(Beginning of Listed records)

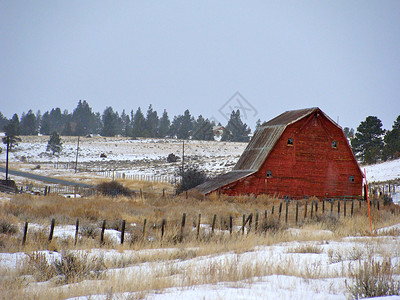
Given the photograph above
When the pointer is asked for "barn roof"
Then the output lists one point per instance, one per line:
(261, 144)
(265, 138)
(221, 180)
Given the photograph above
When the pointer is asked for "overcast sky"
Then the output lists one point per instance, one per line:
(342, 56)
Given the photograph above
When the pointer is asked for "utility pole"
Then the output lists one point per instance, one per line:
(77, 151)
(8, 149)
(183, 155)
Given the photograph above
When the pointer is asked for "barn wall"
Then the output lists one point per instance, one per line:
(311, 166)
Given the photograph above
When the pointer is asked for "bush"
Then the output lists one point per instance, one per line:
(114, 189)
(7, 228)
(374, 279)
(172, 158)
(191, 177)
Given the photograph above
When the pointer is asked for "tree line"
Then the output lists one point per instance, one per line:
(83, 121)
(371, 143)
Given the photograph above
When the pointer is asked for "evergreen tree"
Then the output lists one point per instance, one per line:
(139, 124)
(126, 124)
(392, 141)
(12, 130)
(235, 130)
(182, 125)
(203, 129)
(258, 123)
(54, 144)
(348, 132)
(28, 125)
(164, 125)
(152, 122)
(367, 143)
(3, 122)
(83, 119)
(111, 122)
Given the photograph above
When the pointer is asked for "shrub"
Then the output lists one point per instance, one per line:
(172, 158)
(374, 279)
(7, 228)
(114, 189)
(191, 177)
(74, 267)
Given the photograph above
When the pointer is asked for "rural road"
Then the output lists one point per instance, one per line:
(44, 178)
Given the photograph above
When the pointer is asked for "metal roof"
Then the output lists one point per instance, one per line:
(260, 145)
(221, 180)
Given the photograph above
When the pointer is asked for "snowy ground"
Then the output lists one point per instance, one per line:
(287, 272)
(123, 155)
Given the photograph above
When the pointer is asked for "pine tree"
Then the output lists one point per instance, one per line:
(392, 141)
(152, 122)
(28, 125)
(139, 124)
(83, 119)
(164, 125)
(348, 132)
(203, 129)
(54, 144)
(235, 130)
(12, 130)
(111, 122)
(367, 143)
(3, 121)
(182, 125)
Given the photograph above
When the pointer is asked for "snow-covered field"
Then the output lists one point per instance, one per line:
(123, 155)
(281, 271)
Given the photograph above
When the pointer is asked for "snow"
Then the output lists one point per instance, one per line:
(304, 275)
(389, 170)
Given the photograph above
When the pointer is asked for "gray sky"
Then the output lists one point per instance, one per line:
(342, 56)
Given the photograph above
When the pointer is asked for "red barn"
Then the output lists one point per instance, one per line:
(300, 153)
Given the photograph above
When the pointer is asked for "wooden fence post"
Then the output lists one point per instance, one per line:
(122, 232)
(312, 208)
(183, 222)
(103, 228)
(198, 227)
(305, 210)
(25, 233)
(53, 221)
(243, 223)
(144, 228)
(287, 211)
(250, 222)
(352, 207)
(162, 229)
(230, 225)
(76, 231)
(256, 223)
(213, 224)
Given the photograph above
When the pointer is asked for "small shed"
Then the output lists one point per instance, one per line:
(300, 153)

(End of Listed records)

_What the task requires:_ Please restate each entry exactly, but drop any picture it holds.

_Result:_
Given the photograph above
When the pointer is asked for "barn roof"
Then the output lists one point per instance, one per line:
(261, 144)
(265, 138)
(221, 180)
Given the photograph above
When the pointer is asked for "overcast sky"
Then the output lists one point per instance, one per line:
(342, 56)
Given the photograph above
When the pointer is asked for "utility pole"
Then the output lists one point per instance, one per line:
(77, 151)
(8, 149)
(183, 155)
Given the photograph above
When the pointer is asked for "barn wall"
Then the output lists one point per instance, one per line:
(311, 166)
Given the photograph above
When the pointer is asked for "bush"
Then the output lists one point per instance, one per line:
(114, 189)
(7, 228)
(374, 279)
(172, 158)
(191, 177)
Given the photograph above
When the pointer is asked for "tree line"
Then the output lists one point per instance, one per line:
(83, 121)
(371, 143)
Given the photograph above
When the pointer is asked for "evergreen tree"
Then the output lists one point per instance, one per line:
(139, 124)
(126, 124)
(392, 141)
(12, 130)
(235, 130)
(182, 125)
(203, 129)
(258, 123)
(54, 144)
(348, 132)
(28, 125)
(164, 125)
(152, 122)
(367, 143)
(3, 122)
(83, 119)
(111, 122)
Given the photograph above
When the pointer is asked for "shrub"
Then the output lists one point per instance, one per line:
(172, 158)
(374, 279)
(7, 228)
(114, 189)
(191, 177)
(74, 267)
Given the photograph above
When the pointer is asked for "rural road"
Then the output lists one point per instance, one per line:
(44, 178)
Given the photograph above
When the pointer is asked for "metal roof"
Then the output lists one point per instance, one per line:
(260, 145)
(221, 180)
Given the photograph above
When the pointer is asked for "snowy ground"
Then the output lists one point per instance, one per line:
(287, 272)
(123, 155)
Given the photograph above
When the pointer is asked for "pine tree"
Then the output lists one point per instance, one per line:
(392, 141)
(152, 122)
(28, 125)
(139, 124)
(83, 119)
(164, 125)
(348, 132)
(203, 129)
(54, 144)
(235, 130)
(12, 130)
(111, 122)
(367, 143)
(3, 121)
(182, 125)
Given the photograph above
When the pointer is asked for "snow-covered field"
Then the output lists one point per instance, one per line:
(123, 155)
(281, 271)
Given the photograph above
When the pointer is asked for "snow"
Then the output lists one point per instance, one per line:
(304, 275)
(389, 170)
Given the photograph above
When the pointer is asked for "gray sky"
Then the output lists one point per instance, one per line:
(342, 56)
Given the photograph above
When the pointer is asked for "red barn"
Then the output lists one point per instance, one per line:
(300, 153)
Given the photograph above
When the pointer is asked for "wooden fence post"
Then the output lists one point per instance, one per line:
(122, 232)
(312, 208)
(183, 222)
(103, 228)
(198, 227)
(305, 210)
(25, 233)
(53, 221)
(243, 223)
(144, 228)
(287, 211)
(250, 222)
(352, 207)
(162, 229)
(230, 225)
(76, 231)
(256, 223)
(213, 224)
Given the photograph above
When the pointer is asked for "small shed"
Then the output lists one point per instance, one per line:
(300, 153)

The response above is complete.